### MATERIAL
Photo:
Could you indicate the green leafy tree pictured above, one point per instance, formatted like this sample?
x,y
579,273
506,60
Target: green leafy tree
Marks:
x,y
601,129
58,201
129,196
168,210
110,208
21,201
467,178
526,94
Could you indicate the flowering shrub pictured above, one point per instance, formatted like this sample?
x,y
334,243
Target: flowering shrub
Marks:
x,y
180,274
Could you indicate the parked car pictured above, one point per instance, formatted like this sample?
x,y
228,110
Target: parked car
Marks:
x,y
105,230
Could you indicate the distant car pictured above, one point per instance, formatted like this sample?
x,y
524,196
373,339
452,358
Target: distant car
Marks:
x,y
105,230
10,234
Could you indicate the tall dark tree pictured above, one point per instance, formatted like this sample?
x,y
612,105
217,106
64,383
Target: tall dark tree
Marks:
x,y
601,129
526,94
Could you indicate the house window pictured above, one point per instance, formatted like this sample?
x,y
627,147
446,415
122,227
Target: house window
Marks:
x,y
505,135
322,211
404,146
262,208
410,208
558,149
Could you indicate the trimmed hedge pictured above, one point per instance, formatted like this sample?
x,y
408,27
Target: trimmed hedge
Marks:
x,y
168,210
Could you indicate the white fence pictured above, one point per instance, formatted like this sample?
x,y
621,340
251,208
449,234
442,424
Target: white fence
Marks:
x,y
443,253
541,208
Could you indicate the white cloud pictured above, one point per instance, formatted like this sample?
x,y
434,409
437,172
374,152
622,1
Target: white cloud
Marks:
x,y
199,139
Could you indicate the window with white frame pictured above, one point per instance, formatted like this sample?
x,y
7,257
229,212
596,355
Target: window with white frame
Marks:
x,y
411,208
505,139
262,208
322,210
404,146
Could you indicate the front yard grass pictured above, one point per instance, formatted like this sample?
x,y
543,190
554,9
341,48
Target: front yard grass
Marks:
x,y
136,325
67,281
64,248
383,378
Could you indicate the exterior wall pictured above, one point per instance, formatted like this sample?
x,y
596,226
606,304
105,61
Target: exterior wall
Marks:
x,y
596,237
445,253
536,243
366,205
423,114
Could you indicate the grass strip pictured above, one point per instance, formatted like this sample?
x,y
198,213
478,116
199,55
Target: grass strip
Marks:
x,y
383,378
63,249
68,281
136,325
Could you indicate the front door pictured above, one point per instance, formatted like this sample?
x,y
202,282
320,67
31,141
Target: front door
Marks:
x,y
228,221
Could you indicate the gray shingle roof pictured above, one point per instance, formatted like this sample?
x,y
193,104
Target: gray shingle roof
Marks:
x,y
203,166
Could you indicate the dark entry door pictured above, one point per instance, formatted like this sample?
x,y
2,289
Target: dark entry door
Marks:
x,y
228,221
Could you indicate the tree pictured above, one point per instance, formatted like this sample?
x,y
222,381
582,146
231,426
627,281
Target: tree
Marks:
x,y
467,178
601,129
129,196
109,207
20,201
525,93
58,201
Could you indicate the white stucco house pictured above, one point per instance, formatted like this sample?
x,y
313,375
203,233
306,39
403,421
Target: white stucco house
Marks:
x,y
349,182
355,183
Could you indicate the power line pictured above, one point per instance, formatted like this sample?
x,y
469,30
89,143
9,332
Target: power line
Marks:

### PROBLEM TO WORK ON
Please rewrite every line of the items above as a JSON list of strings, one string per line, leaving out any blank lines.

### COMPLETE RESPONSE
[
  "Photo:",
  "Could you indicate the green leafy tree pictured above, one point per instance, formatted like this sample?",
  "x,y",
  "579,273",
  "506,60",
  "Target: green leafy tree",
  "Marks:",
  "x,y",
  "601,129",
  "58,201",
  "129,196",
  "168,210",
  "110,208",
  "21,201",
  "467,178",
  "526,94",
  "Could you indicate the flowering shrub pictured above, one point per instance, formatted like this sample?",
  "x,y",
  "334,243",
  "Target: flowering shrub",
  "Marks:",
  "x,y",
  "180,274",
  "Could you indicate the parked car pictured above, one point per instance, formatted like this sample?",
  "x,y",
  "228,110",
  "Target: parked car",
  "Marks:",
  "x,y",
  "105,230",
  "Could you indicate the distant car pictured above, one point per instance, formatted like this sample?",
  "x,y",
  "524,196",
  "373,339",
  "452,358",
  "Target: distant car",
  "Marks:",
  "x,y",
  "105,230",
  "10,234",
  "Could you indicate the tall dark tree pictured above, one point per instance, formatted like this sample?",
  "x,y",
  "612,105",
  "217,106",
  "64,383",
  "Target: tall dark tree",
  "Marks:",
  "x,y",
  "601,129",
  "526,94",
  "Could you indicate the house window pictured above, one point per instance, formatted like this sample?",
  "x,y",
  "627,147",
  "446,415",
  "122,227",
  "Target: house window",
  "Marks:",
  "x,y",
  "505,135",
  "322,211",
  "404,146",
  "262,208",
  "410,208",
  "558,149",
  "Could you indicate the trimmed hedge pictured above, one point per instance, formatted like this sample?",
  "x,y",
  "408,27",
  "Target: trimmed hedge",
  "Marks:",
  "x,y",
  "168,210",
  "Could you indicate the white fence pictured above, one point per instance, formatted like this sample?",
  "x,y",
  "621,340",
  "251,208",
  "449,234",
  "442,424",
  "Target: white fence",
  "Marks:",
  "x,y",
  "443,253",
  "541,208",
  "Could you indicate the white cloud pictured above, one point per instance, formatted like this sample?",
  "x,y",
  "434,409",
  "437,172",
  "374,152",
  "622,1",
  "Target: white cloud",
  "Marks:",
  "x,y",
  "199,139",
  "Could you indicate the window with white frame pictured above, one point per instance, formatted like this sample?",
  "x,y",
  "7,257",
  "229,212",
  "596,355",
  "Target: window with white frame",
  "Marks:",
  "x,y",
  "411,208",
  "505,139",
  "262,208",
  "322,210",
  "404,146",
  "Could you indicate the front yard grass pictured above, one point per instance, formatted like this sample?",
  "x,y",
  "543,190",
  "554,9",
  "341,48",
  "Target: front yard grass",
  "Marks:",
  "x,y",
  "136,325",
  "67,281",
  "64,248",
  "383,378",
  "Could you indicate the exterior wall pictured above, one point per instance, formatted like this sample?",
  "x,y",
  "596,226",
  "606,304",
  "105,61",
  "Target: exterior wall",
  "Marks:",
  "x,y",
  "596,237",
  "445,253",
  "536,243",
  "366,205",
  "423,114",
  "Could you indicate the grass strip pictured above, one point per instance, formatted like this sample?",
  "x,y",
  "198,213",
  "478,116",
  "199,55",
  "Target: grass strip",
  "Marks:",
  "x,y",
  "383,378",
  "63,249",
  "68,281",
  "136,325",
  "Could you indicate the front door pictured above, one point per instance, formatted like this sample?",
  "x,y",
  "202,282",
  "320,67",
  "31,141",
  "Target: front door",
  "Marks:",
  "x,y",
  "228,221",
  "Could you indicate the gray shingle roof pictured above, one point per instance, formatted like this sample?",
  "x,y",
  "193,104",
  "Target: gray shingle roof",
  "Marks:",
  "x,y",
  "203,166",
  "Could you indicate the dark entry door pictured above, one point per instance, formatted like this sample?",
  "x,y",
  "2,289",
  "Target: dark entry door",
  "Marks:",
  "x,y",
  "228,221",
  "Could you indicate the tree pictured above, one point per instance, formatted like this sample?",
  "x,y",
  "222,381",
  "582,146",
  "231,426",
  "627,281",
  "Target: tree",
  "Marks:",
  "x,y",
  "467,178",
  "601,129",
  "129,196",
  "109,207",
  "20,201",
  "525,93",
  "58,201",
  "Could you indicate the white stucco house pictured above, one point per instance, formatted like this sample?",
  "x,y",
  "313,375",
  "203,233",
  "306,39",
  "403,421",
  "Target: white stucco house",
  "Marks:",
  "x,y",
  "349,182",
  "355,183",
  "Could you indicate the power line pictured above, one point per instance, formatted like this sample?",
  "x,y",
  "469,30",
  "89,143",
  "9,332",
  "Target: power line",
  "Marks:"
]